Transcribe each of the lines below word for word, from the first to the last.

— START INPUT FOR THIS TASK —

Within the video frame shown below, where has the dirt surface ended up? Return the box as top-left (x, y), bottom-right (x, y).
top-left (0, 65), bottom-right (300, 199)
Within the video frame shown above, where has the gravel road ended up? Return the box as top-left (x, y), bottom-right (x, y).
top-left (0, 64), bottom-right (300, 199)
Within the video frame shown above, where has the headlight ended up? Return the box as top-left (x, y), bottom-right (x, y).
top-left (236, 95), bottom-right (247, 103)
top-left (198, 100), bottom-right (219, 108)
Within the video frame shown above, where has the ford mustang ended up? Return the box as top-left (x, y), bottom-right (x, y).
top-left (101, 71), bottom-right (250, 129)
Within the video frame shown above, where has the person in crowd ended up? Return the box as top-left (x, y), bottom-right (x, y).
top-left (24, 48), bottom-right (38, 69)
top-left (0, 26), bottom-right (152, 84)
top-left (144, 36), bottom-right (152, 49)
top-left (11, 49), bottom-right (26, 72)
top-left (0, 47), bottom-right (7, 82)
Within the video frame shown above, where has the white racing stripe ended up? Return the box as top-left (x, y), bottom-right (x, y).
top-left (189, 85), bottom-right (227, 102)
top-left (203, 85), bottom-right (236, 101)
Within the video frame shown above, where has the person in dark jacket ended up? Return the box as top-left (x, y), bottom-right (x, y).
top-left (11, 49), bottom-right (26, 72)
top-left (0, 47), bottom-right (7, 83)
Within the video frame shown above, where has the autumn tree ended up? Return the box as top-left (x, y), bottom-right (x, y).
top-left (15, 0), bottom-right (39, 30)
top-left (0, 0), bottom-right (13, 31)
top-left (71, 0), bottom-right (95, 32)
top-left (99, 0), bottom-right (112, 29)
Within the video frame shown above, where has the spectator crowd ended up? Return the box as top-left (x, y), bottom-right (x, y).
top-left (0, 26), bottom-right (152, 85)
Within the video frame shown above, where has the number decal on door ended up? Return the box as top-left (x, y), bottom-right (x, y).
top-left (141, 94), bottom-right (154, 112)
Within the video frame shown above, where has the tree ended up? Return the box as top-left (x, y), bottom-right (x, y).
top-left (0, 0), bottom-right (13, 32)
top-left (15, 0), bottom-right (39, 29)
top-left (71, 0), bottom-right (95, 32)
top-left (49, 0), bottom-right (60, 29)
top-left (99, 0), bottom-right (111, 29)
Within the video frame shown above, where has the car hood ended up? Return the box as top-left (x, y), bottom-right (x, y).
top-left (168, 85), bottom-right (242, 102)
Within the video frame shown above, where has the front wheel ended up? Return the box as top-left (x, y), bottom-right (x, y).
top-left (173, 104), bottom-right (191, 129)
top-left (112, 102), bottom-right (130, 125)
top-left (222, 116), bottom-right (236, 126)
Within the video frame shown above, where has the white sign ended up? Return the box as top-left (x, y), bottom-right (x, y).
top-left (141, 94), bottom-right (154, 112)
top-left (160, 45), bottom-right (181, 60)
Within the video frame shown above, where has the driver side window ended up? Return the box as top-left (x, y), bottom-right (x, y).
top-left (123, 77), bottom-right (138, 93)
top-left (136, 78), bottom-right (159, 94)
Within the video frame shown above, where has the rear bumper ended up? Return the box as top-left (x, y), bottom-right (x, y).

— END INPUT FOR THIS TASK —

OUTPUT FOR THIS EXERCISE:
Within the video frame shown below, where has the dirt surface ended up? Return the box as top-left (x, y), bottom-right (x, y).
top-left (0, 65), bottom-right (300, 199)
Within the video frame shown above, where has the gravel road ended up? Return the box as top-left (x, y), bottom-right (x, y).
top-left (0, 64), bottom-right (300, 199)
Within the video frame shown above, where has the headlight ended up? Return the box as top-left (x, y), bottom-right (x, y).
top-left (236, 95), bottom-right (247, 103)
top-left (198, 100), bottom-right (219, 108)
Within the video frame shown above, where has the ford mustang ended up? Return the box as top-left (x, y), bottom-right (x, y).
top-left (101, 71), bottom-right (250, 129)
Within the video frame shown above, where has the person in crowd ended up? Return the box as top-left (x, y), bottom-right (x, y).
top-left (24, 48), bottom-right (38, 69)
top-left (0, 26), bottom-right (152, 84)
top-left (144, 36), bottom-right (152, 49)
top-left (11, 49), bottom-right (26, 72)
top-left (0, 47), bottom-right (7, 82)
Within the video frame shown above, where has the white racing stripe ended up? Return the box as top-left (x, y), bottom-right (x, y).
top-left (189, 85), bottom-right (227, 102)
top-left (203, 85), bottom-right (236, 101)
Within the video frame shown above, where has the person in dark jacket ended up? Return the box as top-left (x, y), bottom-right (x, y).
top-left (11, 49), bottom-right (26, 72)
top-left (0, 47), bottom-right (7, 83)
Within the video frame shown above, where has the autumn tree ended up? Return the box as top-left (x, y), bottom-right (x, y).
top-left (15, 0), bottom-right (39, 30)
top-left (0, 0), bottom-right (13, 31)
top-left (71, 0), bottom-right (95, 32)
top-left (99, 0), bottom-right (112, 29)
Within the video frame shown above, where has the spectator crowd ended up? Return the box as top-left (x, y), bottom-right (x, y).
top-left (0, 26), bottom-right (152, 85)
Within the video frame shown above, where has the number decal on door ended up? Return the box as top-left (x, y), bottom-right (x, y).
top-left (141, 94), bottom-right (154, 112)
Within the video frame shown above, where has the tree ended up? Return the box as top-left (x, y), bottom-right (x, y).
top-left (0, 0), bottom-right (13, 32)
top-left (15, 0), bottom-right (39, 29)
top-left (71, 0), bottom-right (95, 32)
top-left (49, 0), bottom-right (60, 29)
top-left (99, 0), bottom-right (111, 29)
Within the video frame shown above, where has the car hood ended up? Return the box as top-left (x, y), bottom-right (x, y).
top-left (168, 85), bottom-right (242, 102)
Within the video frame shown above, where has the front wheel ended up? Return the box as top-left (x, y), bottom-right (x, y).
top-left (173, 104), bottom-right (191, 129)
top-left (112, 102), bottom-right (130, 125)
top-left (222, 116), bottom-right (236, 126)
Within the video frame shown above, where has the white sign ended up? Return the box as top-left (x, y), bottom-right (x, y).
top-left (141, 94), bottom-right (154, 112)
top-left (160, 45), bottom-right (181, 60)
Within the video frame shown above, where has the driver side window ended up? Return the box as top-left (x, y), bottom-right (x, y).
top-left (123, 77), bottom-right (138, 93)
top-left (136, 78), bottom-right (159, 94)
Within the video frame shown above, where has the rear bumper ended up? Return the box as top-left (x, y), bottom-right (x, y).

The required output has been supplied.